- [Problem]:
Exact repetition is required: reproduce every line of the data.

- [Stored data entries]:
━━━━━━

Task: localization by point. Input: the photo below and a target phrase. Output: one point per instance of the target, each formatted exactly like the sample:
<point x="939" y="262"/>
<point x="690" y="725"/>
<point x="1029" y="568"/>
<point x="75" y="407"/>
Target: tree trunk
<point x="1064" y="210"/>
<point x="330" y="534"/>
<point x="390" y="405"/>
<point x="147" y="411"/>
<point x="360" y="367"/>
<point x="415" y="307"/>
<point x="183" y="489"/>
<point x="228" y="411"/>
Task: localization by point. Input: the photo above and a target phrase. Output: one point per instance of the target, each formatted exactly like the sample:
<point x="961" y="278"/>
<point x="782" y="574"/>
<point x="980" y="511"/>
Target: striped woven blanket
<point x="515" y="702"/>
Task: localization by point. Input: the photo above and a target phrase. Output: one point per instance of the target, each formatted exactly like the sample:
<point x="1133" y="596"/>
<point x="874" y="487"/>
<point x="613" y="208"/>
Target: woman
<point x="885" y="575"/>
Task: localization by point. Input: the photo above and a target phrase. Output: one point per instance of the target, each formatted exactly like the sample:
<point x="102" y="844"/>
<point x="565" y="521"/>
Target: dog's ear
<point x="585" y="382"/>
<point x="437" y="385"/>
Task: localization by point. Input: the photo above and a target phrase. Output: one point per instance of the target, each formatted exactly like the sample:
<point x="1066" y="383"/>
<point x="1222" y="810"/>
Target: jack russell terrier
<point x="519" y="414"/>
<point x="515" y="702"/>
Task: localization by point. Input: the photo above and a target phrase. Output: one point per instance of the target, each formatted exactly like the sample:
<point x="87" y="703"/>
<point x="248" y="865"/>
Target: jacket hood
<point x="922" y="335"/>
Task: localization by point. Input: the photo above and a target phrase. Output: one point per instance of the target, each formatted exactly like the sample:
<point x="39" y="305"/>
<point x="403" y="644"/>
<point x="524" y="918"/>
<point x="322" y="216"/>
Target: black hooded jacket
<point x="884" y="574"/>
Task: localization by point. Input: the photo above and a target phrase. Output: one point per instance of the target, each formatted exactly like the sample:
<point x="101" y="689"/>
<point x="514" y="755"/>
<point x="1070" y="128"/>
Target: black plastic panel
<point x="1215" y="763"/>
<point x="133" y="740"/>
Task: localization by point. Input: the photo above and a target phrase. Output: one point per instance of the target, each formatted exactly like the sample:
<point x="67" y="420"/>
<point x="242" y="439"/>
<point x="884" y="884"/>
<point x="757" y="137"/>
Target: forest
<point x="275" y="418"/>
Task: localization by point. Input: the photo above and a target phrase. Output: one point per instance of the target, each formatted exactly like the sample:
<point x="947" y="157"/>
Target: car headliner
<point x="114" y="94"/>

━━━━━━

- [Your solution]:
Task: localization by point. Input: the photo below and a target phrase. Output: one point per instance of the target, each formatted exactly like the sample:
<point x="939" y="262"/>
<point x="690" y="725"/>
<point x="1029" y="568"/>
<point x="75" y="407"/>
Target: tree trunk
<point x="1064" y="210"/>
<point x="330" y="534"/>
<point x="390" y="405"/>
<point x="147" y="411"/>
<point x="360" y="367"/>
<point x="415" y="307"/>
<point x="183" y="489"/>
<point x="228" y="411"/>
Task: localization by point. Input: the photo above and a target phrase. Output: one point per instance of the target, each formatted exactly like the sample:
<point x="961" y="278"/>
<point x="782" y="574"/>
<point x="980" y="511"/>
Target: striped woven blanket
<point x="515" y="702"/>
Task: localization by point. Input: the photo above and a target phrase. Output: one point per instance of the target, each formatted exactly like the sample:
<point x="1133" y="596"/>
<point x="874" y="487"/>
<point x="613" y="208"/>
Target: woman
<point x="885" y="575"/>
Task: localization by point. Input: the photo above and a target phrase. Output: one point per instance of the target, each formatted exactly like the sample:
<point x="102" y="844"/>
<point x="565" y="521"/>
Target: dog's ear
<point x="585" y="382"/>
<point x="437" y="385"/>
Task: localization by point. Input: the photo above and a target phrase. Output: one point per instance of the target, each formatted exactly like the sample:
<point x="1066" y="383"/>
<point x="1222" y="810"/>
Target: jack russell terrier
<point x="519" y="414"/>
<point x="515" y="702"/>
Task: localization by point. Input: the photo above and a target phrase. Output: one point per instance of the target, each formatted exactly like the sample:
<point x="87" y="703"/>
<point x="248" y="865"/>
Target: jacket hood
<point x="922" y="335"/>
Task: localization by point. Input: the photo above and a target phrase. Output: one point per instance of the target, each formatted exactly like the sample:
<point x="39" y="305"/>
<point x="403" y="644"/>
<point x="524" y="918"/>
<point x="322" y="216"/>
Target: black hooded jacket
<point x="884" y="574"/>
Task: localization by point. Input: the photo above and a target phrase. Output: one point per instance of the target, each formatted exactly like the sample:
<point x="101" y="689"/>
<point x="514" y="755"/>
<point x="1070" y="128"/>
Target: black plastic panel
<point x="1215" y="763"/>
<point x="133" y="740"/>
Task: localization by point. Input: the photo above and a target phrase. Output: one point per instance of the target, each formatted exactly like the sample:
<point x="67" y="420"/>
<point x="242" y="439"/>
<point x="884" y="884"/>
<point x="757" y="137"/>
Target: forest
<point x="275" y="418"/>
Task: localization by point. Input: the photo above and a target phrase. Output: one point per instance of the target, each formatted exactly like the sample:
<point x="947" y="157"/>
Target: car headliner
<point x="114" y="94"/>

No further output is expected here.